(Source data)
= = = = =

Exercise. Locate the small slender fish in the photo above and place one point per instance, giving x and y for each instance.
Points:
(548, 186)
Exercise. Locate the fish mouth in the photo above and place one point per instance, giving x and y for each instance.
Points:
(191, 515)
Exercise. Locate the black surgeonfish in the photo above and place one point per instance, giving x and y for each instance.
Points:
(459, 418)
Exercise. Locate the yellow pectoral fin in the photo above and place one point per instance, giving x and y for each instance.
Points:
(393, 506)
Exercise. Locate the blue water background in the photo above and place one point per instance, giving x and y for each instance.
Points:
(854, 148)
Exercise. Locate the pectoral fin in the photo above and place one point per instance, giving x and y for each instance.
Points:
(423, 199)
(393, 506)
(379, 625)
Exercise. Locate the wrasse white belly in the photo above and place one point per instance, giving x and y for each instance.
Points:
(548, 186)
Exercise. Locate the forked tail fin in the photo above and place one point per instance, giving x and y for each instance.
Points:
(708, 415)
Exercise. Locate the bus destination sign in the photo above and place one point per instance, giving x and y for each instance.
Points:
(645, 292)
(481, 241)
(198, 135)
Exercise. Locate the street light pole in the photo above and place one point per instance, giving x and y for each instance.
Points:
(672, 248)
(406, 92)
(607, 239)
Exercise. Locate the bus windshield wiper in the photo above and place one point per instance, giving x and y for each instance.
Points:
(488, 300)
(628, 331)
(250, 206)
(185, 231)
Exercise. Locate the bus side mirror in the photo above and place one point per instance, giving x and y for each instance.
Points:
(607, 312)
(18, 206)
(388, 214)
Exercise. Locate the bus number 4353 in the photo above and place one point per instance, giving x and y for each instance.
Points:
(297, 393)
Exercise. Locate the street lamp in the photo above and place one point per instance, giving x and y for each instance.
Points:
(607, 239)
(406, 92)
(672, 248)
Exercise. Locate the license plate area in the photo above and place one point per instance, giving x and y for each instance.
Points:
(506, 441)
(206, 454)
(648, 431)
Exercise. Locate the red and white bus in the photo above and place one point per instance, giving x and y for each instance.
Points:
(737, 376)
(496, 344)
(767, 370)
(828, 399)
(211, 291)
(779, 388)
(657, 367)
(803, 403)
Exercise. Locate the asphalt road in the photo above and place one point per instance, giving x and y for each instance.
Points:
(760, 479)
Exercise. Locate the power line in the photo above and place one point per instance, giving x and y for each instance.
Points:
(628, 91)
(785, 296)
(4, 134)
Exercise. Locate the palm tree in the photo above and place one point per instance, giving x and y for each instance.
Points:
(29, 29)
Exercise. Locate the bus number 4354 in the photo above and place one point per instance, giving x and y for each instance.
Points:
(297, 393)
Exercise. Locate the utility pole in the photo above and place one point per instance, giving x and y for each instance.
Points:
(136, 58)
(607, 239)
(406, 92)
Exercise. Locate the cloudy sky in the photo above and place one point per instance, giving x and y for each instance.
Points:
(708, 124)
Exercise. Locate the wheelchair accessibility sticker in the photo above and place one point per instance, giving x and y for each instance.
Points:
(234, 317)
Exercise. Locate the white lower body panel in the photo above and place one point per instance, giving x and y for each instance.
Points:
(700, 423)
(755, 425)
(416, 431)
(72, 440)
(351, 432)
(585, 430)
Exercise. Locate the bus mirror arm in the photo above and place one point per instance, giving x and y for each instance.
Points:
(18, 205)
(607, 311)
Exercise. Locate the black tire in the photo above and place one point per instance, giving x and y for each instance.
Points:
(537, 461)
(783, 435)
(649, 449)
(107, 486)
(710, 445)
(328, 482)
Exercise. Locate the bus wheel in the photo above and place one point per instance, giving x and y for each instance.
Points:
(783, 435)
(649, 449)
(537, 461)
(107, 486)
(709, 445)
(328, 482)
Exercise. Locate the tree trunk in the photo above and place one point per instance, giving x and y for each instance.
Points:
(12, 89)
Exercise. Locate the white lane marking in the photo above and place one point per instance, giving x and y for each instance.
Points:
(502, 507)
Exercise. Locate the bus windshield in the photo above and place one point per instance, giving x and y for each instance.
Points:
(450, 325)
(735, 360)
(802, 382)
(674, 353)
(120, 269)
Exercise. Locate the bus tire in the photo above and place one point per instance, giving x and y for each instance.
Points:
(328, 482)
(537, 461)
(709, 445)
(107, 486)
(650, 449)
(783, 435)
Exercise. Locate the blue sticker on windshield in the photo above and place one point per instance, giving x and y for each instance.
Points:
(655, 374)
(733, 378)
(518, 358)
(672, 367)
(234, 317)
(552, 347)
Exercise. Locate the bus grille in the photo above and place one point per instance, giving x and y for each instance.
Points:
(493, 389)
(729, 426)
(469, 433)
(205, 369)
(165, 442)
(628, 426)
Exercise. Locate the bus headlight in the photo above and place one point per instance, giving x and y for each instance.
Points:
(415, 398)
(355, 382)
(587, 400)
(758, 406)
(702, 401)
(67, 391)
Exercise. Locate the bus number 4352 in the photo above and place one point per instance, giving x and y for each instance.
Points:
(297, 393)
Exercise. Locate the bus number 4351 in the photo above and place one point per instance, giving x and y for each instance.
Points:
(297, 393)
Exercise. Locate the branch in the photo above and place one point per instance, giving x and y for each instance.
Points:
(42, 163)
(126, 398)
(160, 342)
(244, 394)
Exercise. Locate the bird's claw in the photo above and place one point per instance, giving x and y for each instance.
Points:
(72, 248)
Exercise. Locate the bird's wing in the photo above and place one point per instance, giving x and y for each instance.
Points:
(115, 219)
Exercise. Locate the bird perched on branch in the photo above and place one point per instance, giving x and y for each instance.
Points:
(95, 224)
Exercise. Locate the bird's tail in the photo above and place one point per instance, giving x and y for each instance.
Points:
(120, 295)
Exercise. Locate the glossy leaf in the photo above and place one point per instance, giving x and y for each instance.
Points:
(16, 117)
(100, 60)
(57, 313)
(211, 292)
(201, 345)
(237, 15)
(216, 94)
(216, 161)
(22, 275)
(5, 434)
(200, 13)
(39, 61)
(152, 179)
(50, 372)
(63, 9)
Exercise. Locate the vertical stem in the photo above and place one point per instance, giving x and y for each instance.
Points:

= = = = =

Repeat, with no changes, each line from the one with "Exercise. Locate the bird's claw" to the end of the listing, including both ends and nothing else.

■ Exercise result:
Exercise. Locate the bird's claw in the photo above and place one point per instance, giving x and y for each instance.
Points:
(72, 248)
Exercise. Locate the bird's wing in the photo above and place one point per instance, giving x and y for each instance.
Points:
(115, 219)
Exercise. Locate the bird perched on branch in the photo above and place one point per instance, giving x and y for each instance.
Points:
(95, 224)
Exercise. Locate the bird's tail in the photo above and place one point per instance, giving x and y for each instance.
Points:
(120, 295)
Exercise. Locate the glossy leaf in the photo above and place one point per instance, giving x and y for each instance.
Points:
(16, 117)
(100, 60)
(57, 313)
(211, 292)
(201, 345)
(237, 15)
(216, 94)
(216, 161)
(22, 275)
(5, 434)
(200, 13)
(39, 61)
(152, 179)
(50, 372)
(63, 9)
Exercise. Locate the vertical stem in the photo above and place one point per instance, giving x and y for each instance.
Points:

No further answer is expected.